The Cambridge oarsman and air force officer Geoffrey Hill Ambler (1904-1978) entered his family textile firm in Bradford, where in 1946 he developed a precision unit, the Ambler Superdraft, which increased the speed with which wool could be spun. The theoretical principles behind his invention were first understood by a textile scientist (Dorothy) Margaret Hannah (1922-1999) with whom Ambler collaborated in publishing the results of their research, which was reckoned the most important advance in wool textile production for nearly two hundred years. John William Fozard (1928-1996) was a Yorkshire-born and educated aeronautical engineer who joined the fighter design team at Hawker Aircraft in 1950 as one of Sydney Camm's 'young gentlemen'. In 1963 he was made chief designer for a 'vertical and short take-off and landing' type fighter, which resulted in the famous Harrier jump jet, introduced into RAF service in 1969. Fozard adapted the design for naval operations, resulting in the Sea Harrier, which played a crucial part in the Falklands' Conflict in 1982. Second World War service in the Royal Engineers, during the D-day landings and after, introduced the civil and structural engineer Sir Alan James Harris (1916-2000) to the potential of pre-stressing concrete. His wartime experience was followed by a formative period working for the French pioneer of the technique. Returning to Britain, Harris formed his own consultancy which was responsible for many innovative schemes, including hangars at Gatwick Airport, pressure vessels at nuclear power stations, and the roof of the Commonwealth Institute in London.

Performance and entertainment

Self-exhibition was a source of income for the physically-impaired artist Matthias [Matthew] Buchinger (1674-1739) who was born in Nuremberg without hands, feet, legs or thighs, and never grew taller than 29 inches. He came to England in the retinue of George I following the Hanoverian succession, giving performances of his remarkable dexterity he sketched by holding a pen beneath his chin to wealthy patrons, as well as undertaking private commissions. The fashionable rake, Sir Francis Blake Delaval (1727-1771), heir to Northumberland estates, was drawn to the stage, appearing as Othello at Drury Lane in 1751 in a production attended by royalty. Much of his life was devoted to performance whether as an MP, or briefly taking up arms in the St Malo expedition of 1761 for which he was knighted. A legal action involving one of his mistresses, in 1763 requiring him to deliver her to the court of king's bench on a writ of habeas corpus was a leading case in the evolution of that court's jurisdiction under Lord Mansfield. More than a century after Delaval's performance there, the manager and sole lessee of the Theatre Royal, Drury Lane, Frederick Balsir Chatterton (1834-1886) strove to restore its position as the national theatre for what he called 'legitimate' (meaning serious) drama, though unlike other European theatres he did so without government aid. He found, however, that 'Shakespeare spelt ruin, and Byron bankruptcy'. He duly subsidized his Shakespearean productions by staging popular melodramas and pantomimes, but in 1879 when the latter failed, he was forced to cease productions after thirteen seasons. Towards the end of his life, he was haunted by the fear that his contributions to theatre would be forgotten as they largely were. By contrast, the songs of the imaginative music hall lyricist,Fred W. Leigh [real name William Frederick Bridgen] (1869-1924) continued to resonate in late twentieth-century Britain. His 1906 evocation of marital misfortune, 'Waiting at the Church', was recited over seventy years later by the Labour prime minister James Callaghan in a conference speech to dampen expectations of an imminent general election. The phrase 'My Old Man' the opening words of Leigh's 1919 composition 'Don't Dilly Dally on the Way' was used by another former prime minister, John Major, as the title for a personal history of music hall.

Provided records —
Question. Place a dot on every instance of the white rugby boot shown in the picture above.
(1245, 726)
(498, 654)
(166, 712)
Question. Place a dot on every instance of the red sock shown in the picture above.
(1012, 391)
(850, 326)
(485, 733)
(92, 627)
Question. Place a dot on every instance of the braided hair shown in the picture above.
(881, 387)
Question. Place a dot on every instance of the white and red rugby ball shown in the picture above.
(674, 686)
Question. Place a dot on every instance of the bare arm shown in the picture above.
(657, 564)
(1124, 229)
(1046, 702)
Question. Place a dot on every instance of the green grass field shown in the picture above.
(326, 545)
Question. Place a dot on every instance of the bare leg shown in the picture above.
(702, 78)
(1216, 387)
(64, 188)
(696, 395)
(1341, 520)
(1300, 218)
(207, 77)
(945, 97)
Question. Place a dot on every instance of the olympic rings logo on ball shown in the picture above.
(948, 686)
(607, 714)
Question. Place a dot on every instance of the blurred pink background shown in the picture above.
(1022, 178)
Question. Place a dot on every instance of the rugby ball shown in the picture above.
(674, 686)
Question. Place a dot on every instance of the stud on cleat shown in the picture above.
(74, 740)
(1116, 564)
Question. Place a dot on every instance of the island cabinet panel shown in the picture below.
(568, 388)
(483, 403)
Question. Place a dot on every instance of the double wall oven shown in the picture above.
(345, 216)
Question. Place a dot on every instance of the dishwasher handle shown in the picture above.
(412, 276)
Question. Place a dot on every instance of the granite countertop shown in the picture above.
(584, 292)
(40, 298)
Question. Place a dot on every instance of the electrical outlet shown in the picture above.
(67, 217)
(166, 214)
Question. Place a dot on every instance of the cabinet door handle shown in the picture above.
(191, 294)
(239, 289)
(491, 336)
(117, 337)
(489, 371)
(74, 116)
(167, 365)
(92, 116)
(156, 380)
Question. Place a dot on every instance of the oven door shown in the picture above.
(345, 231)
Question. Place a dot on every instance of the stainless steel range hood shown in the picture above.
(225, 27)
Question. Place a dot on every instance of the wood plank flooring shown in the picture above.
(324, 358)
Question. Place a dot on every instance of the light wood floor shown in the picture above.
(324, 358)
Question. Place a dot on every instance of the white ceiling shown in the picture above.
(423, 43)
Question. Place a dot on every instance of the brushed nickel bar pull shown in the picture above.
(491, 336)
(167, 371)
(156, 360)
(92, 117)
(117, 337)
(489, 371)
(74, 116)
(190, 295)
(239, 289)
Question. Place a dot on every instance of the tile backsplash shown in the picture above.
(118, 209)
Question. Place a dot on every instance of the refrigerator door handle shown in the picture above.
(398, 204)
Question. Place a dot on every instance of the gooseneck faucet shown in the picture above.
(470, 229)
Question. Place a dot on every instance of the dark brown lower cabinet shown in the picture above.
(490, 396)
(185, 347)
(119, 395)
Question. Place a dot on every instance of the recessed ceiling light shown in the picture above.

What you need to do — In the biographical sketches above, why did Frederick Balsir Chatterton stage popular melodramas and pantomimes at Drury Lane?

Written solution — He found that serious drama did not pay. In his words, "Shakespeare spelt ruin, and Byron bankruptcy." Since he ran the theatre without government aid, he staged melodramas and pantomimes to subsidize his Shakespearean productions.